He has already invested in sport. Ratcliffe funded Eliud Kipchoge's successful effort to run a marathon inside two hours, the Team Sky cycling team have been rebranded as Ineos Grenadiers, Ben Ainslie's neverending quest to win the America's Cup is supported by Ratcliffe and Nice have risen from mid-table Ligue 1 fodder to Champions League qualifying contenders.
Ratcliffe has been mulling over whether to buy a Premier League club for several years and has done his research. “We need to find out how to be successful before you ever want to write a big cheque," he told The Times in November 2019. "It’s quite difficult. United have spent an immense amount since Ferguson left and been poor, to put it mildly. Shockingly poor, to be honest.
“We have a different approach here to be moderately intelligent about it. Try to do it more grassroots, trying to locate young talent. Some clubs seem to have an ability to do that, Southampton, Lille. United have done it really poorly. They have lost the plot there somehow. But figuring that out takes time.”

- Dataset -
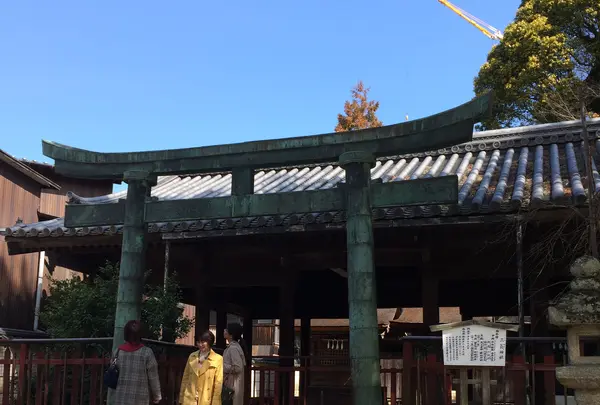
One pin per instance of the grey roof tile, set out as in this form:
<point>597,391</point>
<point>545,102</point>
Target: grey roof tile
<point>500,171</point>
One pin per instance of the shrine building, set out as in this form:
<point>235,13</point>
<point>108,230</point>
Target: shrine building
<point>284,230</point>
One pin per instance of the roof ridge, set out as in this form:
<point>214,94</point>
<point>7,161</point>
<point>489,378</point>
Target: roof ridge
<point>28,171</point>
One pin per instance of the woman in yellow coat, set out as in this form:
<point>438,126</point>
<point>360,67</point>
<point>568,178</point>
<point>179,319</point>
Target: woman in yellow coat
<point>203,376</point>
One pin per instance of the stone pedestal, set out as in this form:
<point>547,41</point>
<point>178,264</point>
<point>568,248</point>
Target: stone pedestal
<point>579,312</point>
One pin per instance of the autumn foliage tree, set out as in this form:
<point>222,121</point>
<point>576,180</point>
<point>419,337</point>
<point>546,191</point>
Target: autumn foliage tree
<point>551,47</point>
<point>360,112</point>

- Questions to answer -
**a.** Repeat the passage on Ratcliffe starting with "Ratcliffe has been" and going on through "to be honest.", switching "Premier League" to "top-flight".
**b.** Decide whether each statement agrees with the passage on Ratcliffe, answering yes or no and quoting the deciding words: (i) Ratcliffe spoke to The Times in November 2019. (ii) Nice have fallen to mid-table in Ligue 1. (iii) Ratcliffe named Southampton and Lille as clubs able to locate young talent.

- Task results -
**a.**
Ratcliffe has been mulling over whether to buy a top-flight club for several years and has done his research. “We need to find out how to be successful before you ever want to write a big cheque," he told The Times in November 2019. "It’s quite difficult. United have spent an immense amount since Ferguson left and been poor, to put it mildly. Shockingly poor, to be honest.

**b.**
(i) Yes: "he told The Times in November 2019"
(ii) No: "Nice have risen from mid-table Ligue 1 fodder to Champions League qualifying contenders"
(iii) Yes: "Some clubs seem to have an ability to do that, Southampton, Lille."